Task item: Select the lines below containing the word "shorts".

Dataset excerpts:
--------------------------------
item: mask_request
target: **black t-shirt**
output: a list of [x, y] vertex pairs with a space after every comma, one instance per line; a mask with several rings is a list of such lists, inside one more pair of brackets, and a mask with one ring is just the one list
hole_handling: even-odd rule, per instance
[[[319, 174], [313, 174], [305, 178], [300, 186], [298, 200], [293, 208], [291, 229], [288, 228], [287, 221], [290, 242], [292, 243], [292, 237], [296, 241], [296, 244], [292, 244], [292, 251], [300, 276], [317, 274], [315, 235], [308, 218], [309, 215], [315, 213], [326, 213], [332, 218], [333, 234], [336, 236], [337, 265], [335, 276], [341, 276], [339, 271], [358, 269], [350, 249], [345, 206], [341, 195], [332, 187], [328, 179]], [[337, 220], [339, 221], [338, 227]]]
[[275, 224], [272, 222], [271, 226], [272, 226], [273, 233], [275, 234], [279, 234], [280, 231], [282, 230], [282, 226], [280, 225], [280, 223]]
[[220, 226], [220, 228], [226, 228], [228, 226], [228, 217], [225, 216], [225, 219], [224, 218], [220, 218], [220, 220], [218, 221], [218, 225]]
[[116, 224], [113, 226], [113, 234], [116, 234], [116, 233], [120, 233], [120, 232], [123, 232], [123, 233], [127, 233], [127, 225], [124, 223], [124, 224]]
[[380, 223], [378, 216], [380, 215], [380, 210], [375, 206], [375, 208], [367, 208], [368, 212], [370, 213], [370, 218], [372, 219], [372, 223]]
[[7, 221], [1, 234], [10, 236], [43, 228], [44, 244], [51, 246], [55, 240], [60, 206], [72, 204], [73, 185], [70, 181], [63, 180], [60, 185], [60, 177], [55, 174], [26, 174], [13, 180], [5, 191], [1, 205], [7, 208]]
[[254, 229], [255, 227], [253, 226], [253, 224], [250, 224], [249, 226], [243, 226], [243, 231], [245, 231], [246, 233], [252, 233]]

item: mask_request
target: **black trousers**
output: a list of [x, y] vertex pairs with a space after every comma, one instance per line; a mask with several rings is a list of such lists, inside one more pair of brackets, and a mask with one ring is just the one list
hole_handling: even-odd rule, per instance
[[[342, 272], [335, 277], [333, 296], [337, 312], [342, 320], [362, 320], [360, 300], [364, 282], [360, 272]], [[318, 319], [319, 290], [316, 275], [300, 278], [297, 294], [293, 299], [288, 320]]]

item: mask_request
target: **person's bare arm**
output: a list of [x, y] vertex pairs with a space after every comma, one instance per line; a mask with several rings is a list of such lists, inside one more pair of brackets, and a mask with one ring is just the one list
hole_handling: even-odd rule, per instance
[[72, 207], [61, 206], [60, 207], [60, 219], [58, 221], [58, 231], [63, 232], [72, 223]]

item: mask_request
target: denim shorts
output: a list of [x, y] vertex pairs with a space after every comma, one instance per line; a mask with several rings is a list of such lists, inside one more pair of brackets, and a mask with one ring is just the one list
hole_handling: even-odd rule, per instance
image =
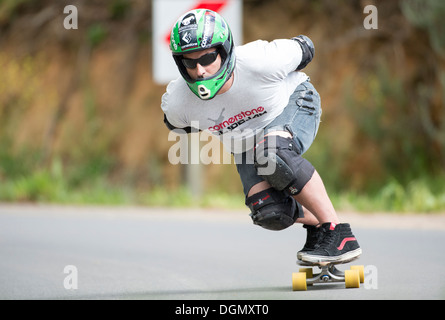
[[[303, 82], [291, 94], [283, 112], [264, 128], [264, 133], [290, 132], [302, 155], [309, 149], [317, 135], [321, 112], [320, 95], [309, 81]], [[235, 160], [246, 196], [250, 188], [264, 180], [257, 174], [253, 161], [246, 161], [253, 157], [253, 154], [249, 154], [251, 152], [236, 157], [239, 161]]]

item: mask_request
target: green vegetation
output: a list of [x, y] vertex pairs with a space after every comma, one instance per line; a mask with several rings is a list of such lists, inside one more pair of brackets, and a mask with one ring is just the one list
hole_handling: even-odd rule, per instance
[[[29, 162], [31, 163], [31, 162]], [[196, 198], [184, 187], [156, 187], [138, 190], [132, 185], [113, 183], [103, 171], [106, 164], [91, 161], [81, 167], [63, 168], [54, 160], [49, 169], [33, 170], [25, 157], [11, 159], [0, 154], [0, 176], [9, 173], [0, 183], [0, 201], [42, 202], [61, 204], [146, 205], [171, 207], [212, 207], [236, 209], [244, 207], [241, 194], [229, 195], [215, 191]]]
[[445, 188], [443, 179], [423, 178], [407, 186], [396, 180], [388, 181], [378, 191], [369, 193], [342, 192], [331, 195], [334, 206], [340, 210], [359, 212], [443, 212]]
[[[108, 178], [108, 164], [101, 160], [83, 166], [64, 168], [52, 161], [49, 169], [32, 169], [28, 156], [10, 158], [0, 153], [0, 201], [43, 202], [61, 204], [143, 205], [171, 207], [245, 208], [241, 193], [209, 190], [195, 198], [184, 187], [138, 189], [113, 183]], [[335, 191], [327, 185], [338, 210], [360, 212], [443, 212], [445, 210], [445, 177], [423, 177], [402, 185], [389, 180], [374, 191]]]

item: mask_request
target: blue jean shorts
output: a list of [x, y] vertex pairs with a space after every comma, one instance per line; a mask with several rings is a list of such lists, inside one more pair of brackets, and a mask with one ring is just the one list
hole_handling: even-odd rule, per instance
[[[302, 155], [309, 149], [317, 135], [321, 113], [320, 95], [309, 81], [303, 82], [291, 94], [283, 112], [264, 128], [264, 133], [290, 132]], [[257, 174], [253, 162], [246, 161], [253, 157], [249, 152], [251, 151], [235, 158], [246, 196], [254, 185], [264, 180]]]

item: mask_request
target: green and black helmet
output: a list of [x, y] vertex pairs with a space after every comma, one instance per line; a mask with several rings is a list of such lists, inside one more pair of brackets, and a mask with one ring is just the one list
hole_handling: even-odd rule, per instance
[[[221, 55], [221, 68], [211, 77], [193, 80], [182, 62], [183, 54], [213, 47]], [[170, 49], [190, 90], [203, 100], [212, 99], [235, 68], [232, 32], [227, 22], [212, 10], [196, 9], [181, 16], [173, 26]]]

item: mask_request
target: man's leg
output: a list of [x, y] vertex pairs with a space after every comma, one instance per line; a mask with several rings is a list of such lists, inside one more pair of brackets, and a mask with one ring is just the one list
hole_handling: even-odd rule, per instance
[[[266, 181], [262, 181], [260, 183], [255, 184], [249, 191], [248, 197], [252, 197], [260, 192], [267, 190], [270, 188], [270, 184]], [[304, 216], [298, 218], [295, 223], [303, 224], [303, 227], [306, 229], [306, 241], [304, 243], [303, 248], [297, 252], [297, 259], [301, 260], [304, 254], [314, 251], [318, 248], [318, 243], [322, 237], [323, 232], [320, 228], [320, 223], [318, 219], [302, 206]]]
[[[275, 132], [276, 137], [267, 137], [262, 140], [262, 145], [257, 145], [256, 154], [261, 161], [261, 168], [268, 159], [275, 164], [275, 171], [263, 178], [270, 186], [278, 190], [284, 190], [285, 194], [292, 197], [313, 213], [320, 223], [319, 228], [309, 228], [308, 237], [304, 248], [298, 252], [299, 260], [318, 263], [321, 261], [347, 262], [357, 258], [362, 250], [352, 233], [349, 224], [340, 223], [337, 213], [327, 195], [323, 181], [315, 168], [296, 151], [292, 138], [286, 136], [286, 132]], [[276, 140], [277, 143], [270, 143]], [[269, 165], [268, 165], [269, 166]], [[310, 242], [310, 245], [308, 245]]]
[[[266, 189], [269, 189], [269, 188], [271, 188], [271, 186], [267, 181], [262, 181], [260, 183], [257, 183], [249, 190], [247, 197], [251, 197], [254, 194], [257, 194], [257, 193], [264, 191]], [[295, 200], [297, 200], [297, 199], [295, 199]], [[304, 217], [298, 218], [296, 223], [302, 223], [302, 224], [311, 225], [311, 226], [319, 225], [320, 224], [319, 220], [312, 214], [312, 212], [309, 211], [308, 209], [306, 209], [306, 207], [304, 205], [302, 205], [302, 207], [303, 207]]]
[[[273, 138], [281, 139], [275, 144], [277, 148], [273, 147], [274, 144], [272, 147], [268, 144]], [[305, 225], [308, 236], [305, 246], [297, 253], [297, 258], [309, 263], [344, 263], [357, 258], [362, 250], [350, 225], [340, 223], [318, 172], [295, 152], [291, 141], [292, 139], [284, 137], [264, 139], [263, 154], [270, 163], [275, 164], [276, 170], [263, 178], [273, 188], [282, 190], [282, 194], [291, 194], [297, 203], [312, 212], [320, 224], [319, 228]], [[256, 187], [258, 189], [259, 186]]]
[[[258, 176], [253, 164], [247, 161], [247, 154], [235, 156], [235, 163], [243, 184], [246, 205], [251, 210], [254, 224], [268, 230], [282, 230], [297, 220], [302, 223], [318, 224], [307, 210], [294, 198], [272, 188]], [[303, 217], [304, 214], [304, 217]]]
[[[258, 173], [269, 186], [286, 190], [306, 209], [305, 213], [312, 214], [304, 218], [309, 221], [303, 220], [308, 237], [297, 258], [345, 262], [361, 254], [360, 246], [349, 224], [339, 223], [318, 172], [302, 158], [315, 139], [321, 113], [320, 96], [312, 84], [299, 85], [281, 115], [266, 127], [265, 138], [255, 146], [255, 165], [258, 169], [275, 168]], [[271, 135], [277, 137], [268, 137]]]
[[[280, 136], [283, 138], [292, 138], [291, 134], [287, 131], [274, 131], [267, 134], [267, 136]], [[270, 188], [270, 184], [266, 181], [259, 183], [254, 186], [249, 193], [254, 194], [261, 191], [262, 188]], [[264, 190], [263, 189], [263, 190]], [[314, 221], [317, 220], [316, 224], [323, 224], [326, 222], [332, 222], [335, 224], [340, 223], [337, 213], [332, 205], [331, 200], [326, 192], [326, 188], [323, 181], [318, 174], [317, 170], [314, 171], [310, 180], [306, 183], [304, 188], [300, 191], [298, 195], [293, 196], [304, 209], [305, 218], [307, 213], [308, 220], [305, 219], [297, 220], [297, 222], [302, 222], [304, 224], [314, 225]], [[314, 219], [315, 218], [315, 219]], [[309, 223], [307, 223], [309, 222]]]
--------------------------------
Solution for this exercise:
target: denim shorts
target: blue jean shorts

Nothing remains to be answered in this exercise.